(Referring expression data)
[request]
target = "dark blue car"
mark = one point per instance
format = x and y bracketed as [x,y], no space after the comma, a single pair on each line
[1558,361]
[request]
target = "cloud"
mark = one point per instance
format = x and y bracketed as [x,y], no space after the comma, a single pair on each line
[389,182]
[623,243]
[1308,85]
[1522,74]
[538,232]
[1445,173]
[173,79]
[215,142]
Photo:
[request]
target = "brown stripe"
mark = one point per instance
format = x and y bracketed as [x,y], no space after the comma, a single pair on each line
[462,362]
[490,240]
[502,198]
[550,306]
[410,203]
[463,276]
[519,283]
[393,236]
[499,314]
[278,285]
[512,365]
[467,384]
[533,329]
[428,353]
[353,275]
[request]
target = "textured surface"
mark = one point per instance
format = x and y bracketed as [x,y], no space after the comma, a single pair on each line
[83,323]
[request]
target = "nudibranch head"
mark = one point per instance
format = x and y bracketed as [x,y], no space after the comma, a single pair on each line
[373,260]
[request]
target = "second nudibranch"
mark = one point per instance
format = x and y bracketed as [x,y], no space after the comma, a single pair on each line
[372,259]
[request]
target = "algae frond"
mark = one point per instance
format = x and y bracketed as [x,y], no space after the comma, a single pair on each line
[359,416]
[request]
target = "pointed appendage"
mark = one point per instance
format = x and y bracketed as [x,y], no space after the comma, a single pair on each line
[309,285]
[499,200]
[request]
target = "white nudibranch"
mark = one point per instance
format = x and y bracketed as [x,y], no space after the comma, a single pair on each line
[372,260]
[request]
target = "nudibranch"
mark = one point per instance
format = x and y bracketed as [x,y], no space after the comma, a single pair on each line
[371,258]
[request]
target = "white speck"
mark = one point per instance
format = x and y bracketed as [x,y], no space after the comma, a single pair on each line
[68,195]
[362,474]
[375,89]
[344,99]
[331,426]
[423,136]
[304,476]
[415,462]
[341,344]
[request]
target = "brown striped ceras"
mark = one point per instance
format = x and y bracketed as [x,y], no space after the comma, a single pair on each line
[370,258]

**Problem requirements**
Go over the data and return every line that includes the word "brown".

**Exercise output**
target = "brown stripe"
target = "brown striped ceras"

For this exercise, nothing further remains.